- _PROVIDED DATA_
>>>>>

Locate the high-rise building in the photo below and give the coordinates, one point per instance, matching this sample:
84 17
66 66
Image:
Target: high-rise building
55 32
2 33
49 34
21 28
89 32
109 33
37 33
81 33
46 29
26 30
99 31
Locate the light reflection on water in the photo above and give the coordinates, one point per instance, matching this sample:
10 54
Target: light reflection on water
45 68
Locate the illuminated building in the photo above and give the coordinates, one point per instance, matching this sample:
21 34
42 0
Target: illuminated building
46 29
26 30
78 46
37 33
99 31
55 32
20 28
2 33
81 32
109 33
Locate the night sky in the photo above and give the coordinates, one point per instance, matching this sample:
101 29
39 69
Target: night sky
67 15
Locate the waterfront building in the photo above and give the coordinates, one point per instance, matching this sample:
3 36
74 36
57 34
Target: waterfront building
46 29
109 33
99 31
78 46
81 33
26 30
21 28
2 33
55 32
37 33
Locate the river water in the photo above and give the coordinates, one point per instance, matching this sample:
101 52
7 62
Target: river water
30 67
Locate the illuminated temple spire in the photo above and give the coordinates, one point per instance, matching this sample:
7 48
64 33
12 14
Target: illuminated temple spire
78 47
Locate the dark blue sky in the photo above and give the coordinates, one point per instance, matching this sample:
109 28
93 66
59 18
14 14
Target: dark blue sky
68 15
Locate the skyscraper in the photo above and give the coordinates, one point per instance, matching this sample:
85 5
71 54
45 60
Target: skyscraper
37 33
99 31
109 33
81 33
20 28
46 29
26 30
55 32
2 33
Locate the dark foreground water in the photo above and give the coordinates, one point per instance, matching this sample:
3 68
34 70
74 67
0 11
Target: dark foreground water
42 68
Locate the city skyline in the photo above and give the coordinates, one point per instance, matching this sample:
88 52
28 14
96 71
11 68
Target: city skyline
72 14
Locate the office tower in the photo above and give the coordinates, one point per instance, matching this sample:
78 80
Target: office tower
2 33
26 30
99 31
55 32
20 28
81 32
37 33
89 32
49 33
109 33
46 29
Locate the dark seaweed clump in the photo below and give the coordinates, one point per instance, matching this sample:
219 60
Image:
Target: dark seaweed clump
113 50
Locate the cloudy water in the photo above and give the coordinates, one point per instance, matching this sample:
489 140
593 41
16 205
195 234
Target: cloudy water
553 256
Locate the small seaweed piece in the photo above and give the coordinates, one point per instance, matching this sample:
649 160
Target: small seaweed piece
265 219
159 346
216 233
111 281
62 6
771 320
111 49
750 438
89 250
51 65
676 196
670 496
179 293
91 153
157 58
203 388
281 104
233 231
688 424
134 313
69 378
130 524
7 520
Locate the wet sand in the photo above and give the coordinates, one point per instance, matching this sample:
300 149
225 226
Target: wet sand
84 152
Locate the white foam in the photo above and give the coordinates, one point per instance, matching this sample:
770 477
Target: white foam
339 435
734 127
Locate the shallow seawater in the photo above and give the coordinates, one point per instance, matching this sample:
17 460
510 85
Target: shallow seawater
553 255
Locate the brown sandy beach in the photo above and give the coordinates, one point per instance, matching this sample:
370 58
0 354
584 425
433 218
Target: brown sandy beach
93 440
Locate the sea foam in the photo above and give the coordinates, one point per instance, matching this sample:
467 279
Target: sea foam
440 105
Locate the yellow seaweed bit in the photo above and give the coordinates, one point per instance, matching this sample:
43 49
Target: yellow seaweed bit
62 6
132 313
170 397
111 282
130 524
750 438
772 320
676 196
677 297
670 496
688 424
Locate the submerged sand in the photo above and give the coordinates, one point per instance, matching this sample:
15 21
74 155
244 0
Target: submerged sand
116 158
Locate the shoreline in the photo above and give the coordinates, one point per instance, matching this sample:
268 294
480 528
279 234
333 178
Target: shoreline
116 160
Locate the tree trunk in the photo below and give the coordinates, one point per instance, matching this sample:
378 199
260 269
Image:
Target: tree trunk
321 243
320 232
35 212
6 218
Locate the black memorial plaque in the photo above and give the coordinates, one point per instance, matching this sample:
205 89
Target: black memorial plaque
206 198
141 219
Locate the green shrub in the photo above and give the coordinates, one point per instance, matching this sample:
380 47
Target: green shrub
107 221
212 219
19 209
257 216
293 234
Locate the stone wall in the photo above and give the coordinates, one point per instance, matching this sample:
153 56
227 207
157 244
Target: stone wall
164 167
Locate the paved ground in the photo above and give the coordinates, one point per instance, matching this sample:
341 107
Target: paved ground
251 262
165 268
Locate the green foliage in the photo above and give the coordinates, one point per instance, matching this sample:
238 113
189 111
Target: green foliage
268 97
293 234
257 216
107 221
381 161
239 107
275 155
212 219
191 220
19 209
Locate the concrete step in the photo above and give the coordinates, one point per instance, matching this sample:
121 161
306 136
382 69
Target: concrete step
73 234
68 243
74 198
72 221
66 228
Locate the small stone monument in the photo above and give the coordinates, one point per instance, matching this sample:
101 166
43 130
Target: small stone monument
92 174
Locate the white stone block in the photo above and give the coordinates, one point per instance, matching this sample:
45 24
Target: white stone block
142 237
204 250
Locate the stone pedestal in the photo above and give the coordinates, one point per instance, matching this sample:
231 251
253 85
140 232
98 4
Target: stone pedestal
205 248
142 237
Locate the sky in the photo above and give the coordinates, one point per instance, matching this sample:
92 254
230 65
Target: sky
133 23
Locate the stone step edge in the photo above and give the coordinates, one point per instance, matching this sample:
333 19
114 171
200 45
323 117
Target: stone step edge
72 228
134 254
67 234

<<<<<

Please repeat the listing above in full and exactly.

Locate the high-rise building in the photo below and give the coordinates, one point per instance, matching this sample:
84 17
66 66
Image:
Target: high-rise building
55 32
2 33
49 34
21 28
89 32
109 33
37 33
81 33
46 29
26 30
99 31
Locate the light reflection on water in the photo above and give the coordinates, one point per instance, matching this sample:
10 54
Target: light reflection on water
45 68
Locate the illuminated building in the photo above and give the coordinates, one point per instance, matching this sample:
21 34
42 0
Target: illuminated building
46 29
26 30
78 46
37 33
99 31
55 32
20 28
2 33
81 32
109 33
Locate the night sky in the photo above and give the coordinates, one point per instance, matching this sample:
101 29
39 69
Target: night sky
67 15
Locate the waterfront building in the photo above and give the coordinates, one point per instance, matching this sample:
3 36
74 36
57 34
Target: waterfront building
46 29
109 33
99 31
78 46
81 33
26 30
21 28
2 33
55 32
37 33
Locate the river water in the photo above and give the coordinates, one point per instance, matching this sample:
101 52
7 62
Target: river water
30 67
Locate the illuminated temple spire in the photo above and give the coordinates, one point per instance, matching this sample:
7 48
64 33
12 14
Target: illuminated temple spire
78 47
Locate the dark blue sky in the photo above and give the coordinates, one point per instance, matching this sample:
109 28
93 66
59 18
14 14
Target: dark blue sky
68 15
Locate the skyscraper in the photo above and give the coordinates, one point per instance, matching this sample:
85 5
71 54
45 60
Target: skyscraper
37 33
99 31
109 33
81 33
20 28
46 29
26 30
55 32
2 33
Locate the dark foreground water in the photo above and give the coordinates, one point per instance, matching this sample:
3 68
34 70
74 67
0 11
Target: dark foreground water
42 68
Locate the city skyline in the photo above and give the coordinates, one point per instance, matching this sample:
88 52
28 14
96 71
11 68
Target: city skyline
72 14
Locate the office tower in the photo above and give the coordinates, one point per instance, matching this sample:
78 80
Target: office tower
2 33
26 30
99 31
55 32
20 28
81 32
37 33
89 32
49 33
109 33
46 29
Locate the dark seaweed clump in the photo below and give the coordinates, one point per instance, matching this sample:
219 60
Image:
Target: dark seaweed clump
113 50
Locate the cloudy water in the photo above and give the coordinates, one point per instance, matching this sample:
489 140
593 41
16 205
195 234
Target: cloudy water
553 256
Locate the small seaweed piece in the photo above and give the coordinates, one point per instance, matching this sample:
649 160
Target: small seaweed piece
265 219
159 346
216 233
111 281
62 6
771 320
111 49
750 438
89 250
51 65
676 196
670 496
179 293
91 153
157 58
203 388
281 104
233 231
688 424
134 313
69 378
130 524
7 520
Locate the wet sand in the photo above and give the coordinates, one point per instance, matching this sample:
300 149
225 226
Target: wet sand
84 152
Locate the white foam in the photo above and give the coordinates, one point per instance, matching this sample:
770 477
Target: white foam
339 435
734 127
Locate the shallow seawater in the photo above and give the coordinates, one point per instance, matching this sample:
17 460
510 85
Target: shallow seawater
553 255
Locate the brown sandy beach in the photo above and give the coordinates, one point per instance, matching this sample:
370 58
0 354
584 425
433 218
Target: brown sandy beach
93 440
Locate the sea foam in the photo above and give the coordinates, one point per instance, matching this sample:
467 279
Target: sea foam
440 105
Locate the yellow seaweed bit in the photo above and give the coordinates, one point per instance, matching this sample:
43 49
Target: yellow seaweed bit
62 6
132 313
170 397
111 282
130 524
750 438
772 320
676 196
677 297
670 496
688 424
Locate the submerged sand in the photo above and give the coordinates, one point per instance, matching this sample:
15 21
74 155
244 0
Target: submerged sand
116 158
Locate the shoreline in the photo above and give the coordinates, one point per instance, matching this sample:
268 294
480 528
279 234
333 178
Target: shoreline
116 160
Locate the tree trunk in the photo below and give the coordinates, one point per instance, matching this sample:
378 199
260 269
Image:
Target: tree trunk
321 243
320 232
35 212
6 218
Locate the black memorial plaque in the photo above and give the coordinates, one point per instance, matching this sample:
205 89
Target: black memorial plaque
206 198
141 219
Locate the green shrub in the photo above and give the coordinates, one point per instance, matching this sample:
380 47
Target: green shrub
107 221
212 219
19 209
257 216
293 234
Locate the stone wall in the photo above and give the coordinates, one point per instance, matching this sample:
153 56
227 207
157 244
Target: stone wall
164 167
Locate the paved ground in the photo above and give the coordinates, one point per instance, matching this sample:
341 107
Target: paved ground
251 262
165 268
Locate the green foliage in the photo above and give the coordinates, one point per instance, matching this sample:
238 113
189 111
Target: green foliage
268 97
293 234
257 216
107 221
381 161
239 107
275 155
212 219
191 220
19 209
Locate the concrete step in the photo above and give the coordinates, one point per instance, matching this sample:
121 161
306 136
382 69
Target: concrete step
73 234
68 243
74 198
72 221
66 228
Locate the small stone monument in the photo above and give the coordinates, one point per instance, matching this sample:
101 166
43 130
Target: small stone monument
92 174
Locate the white stone block in the photo above and give the coordinates, one point per instance, matching this sample:
45 24
Target: white stone block
142 237
204 250
Locate the stone pedestal in the photo above and give the coordinates, one point per instance, matching this sample:
231 251
253 85
140 232
98 4
Target: stone pedestal
205 248
142 237
Locate the sky in the photo above and give the coordinates, one point per instance, matching this sample:
92 254
230 65
Target: sky
133 23
Locate the stone step edge in the photo above and give the coordinates, one point per instance, matching this sample:
333 19
114 171
200 45
323 117
Target: stone step edge
72 228
134 254
67 234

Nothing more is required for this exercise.